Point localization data
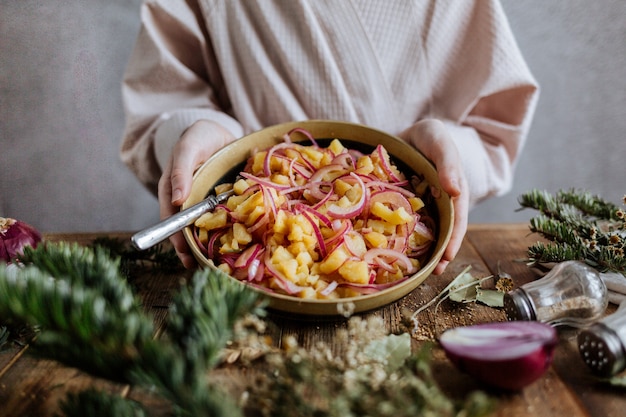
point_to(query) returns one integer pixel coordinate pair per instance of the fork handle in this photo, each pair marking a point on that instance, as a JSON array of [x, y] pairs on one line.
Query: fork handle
[[175, 223]]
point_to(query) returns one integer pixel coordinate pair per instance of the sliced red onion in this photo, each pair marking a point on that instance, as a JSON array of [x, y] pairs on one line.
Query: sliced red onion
[[383, 256], [355, 209], [15, 235], [386, 163], [506, 355], [305, 133]]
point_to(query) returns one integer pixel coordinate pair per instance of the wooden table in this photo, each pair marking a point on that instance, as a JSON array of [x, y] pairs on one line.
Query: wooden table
[[30, 387]]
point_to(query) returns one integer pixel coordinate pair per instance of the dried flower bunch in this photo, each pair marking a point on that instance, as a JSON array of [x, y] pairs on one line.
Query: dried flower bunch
[[578, 226]]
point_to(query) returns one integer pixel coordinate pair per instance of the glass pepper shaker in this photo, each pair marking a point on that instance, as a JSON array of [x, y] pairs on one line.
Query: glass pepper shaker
[[572, 294], [602, 346]]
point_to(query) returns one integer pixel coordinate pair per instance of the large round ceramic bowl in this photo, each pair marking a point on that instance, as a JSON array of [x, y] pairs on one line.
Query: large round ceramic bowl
[[224, 166]]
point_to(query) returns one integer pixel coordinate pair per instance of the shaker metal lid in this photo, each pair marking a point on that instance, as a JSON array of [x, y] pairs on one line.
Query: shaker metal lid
[[602, 350]]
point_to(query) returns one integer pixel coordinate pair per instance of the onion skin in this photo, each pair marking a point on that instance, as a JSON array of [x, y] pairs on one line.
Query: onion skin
[[507, 356], [14, 236]]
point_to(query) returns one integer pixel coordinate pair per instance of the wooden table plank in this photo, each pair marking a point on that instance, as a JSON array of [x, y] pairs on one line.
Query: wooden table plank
[[32, 387]]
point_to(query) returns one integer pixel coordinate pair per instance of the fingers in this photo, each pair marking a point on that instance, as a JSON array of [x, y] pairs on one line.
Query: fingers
[[433, 139], [195, 146]]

◆ Work to be completed
Wherever "instance" occurs in the entries above, copy the line it sits on.

◆ Exercise output
point_to(query) returns one integer pixel coordinate pair per instance of the fork handle in this photo, each pair marking a point on that instance, as a JSON array of [x, y] pairs on one line.
point_to(query) returns one integer pixel coordinate pair per instance of the sliced red onion in this photo, each pair marking a point on that instance, as a JSON array of [x, y] pairs on one line.
point_to(query) returns one integer pixel coordinate pair per instance of the wooden table in this photo, each pair marking a point on that instance, as a JSON array of [x, y] pairs on one line.
point_to(query) returns one integer pixel coordinate pair per instance of the dried flower bunch in this photo, each pair marking a point on that instance, as a JSON array of [x, y] pairs on one line.
point_to(query) returns one integer pixel coordinate pair per instance of the glass pepper shaker in this photo, each pair marking a point on that instance, as a JSON array of [x, y] pairs on one line.
point_to(query) returns one integer pixel coordinate pair per instance of the large round ceramic bowl in this photo, each pair marking a point on that instance, as a JSON array of [x, y] pairs on one line.
point_to(query) returns one integer pixel coordinate pair per instance of the shaker metal lid in this photo, each pair marking a point on that instance, as a JSON array of [x, y] pairs on one line.
point_to(query) returns one integer pixel coordinate pair per instance of the onion skin in this photo, each pair marking a point on that instance, as a JSON array of [x, y] pairs on one line.
point_to(query) returns one integer pixel coordinate pair per instance of the wooden table plank in this photo, each pair marking a point on that instance, as a JSON array of [x, y] pairs on one line.
point_to(query) returns one integer pixel coordinate pair per instance of the fingers in this photo, each pair marking a point on that instance, as a JSON array of [x, y] pairs on one line.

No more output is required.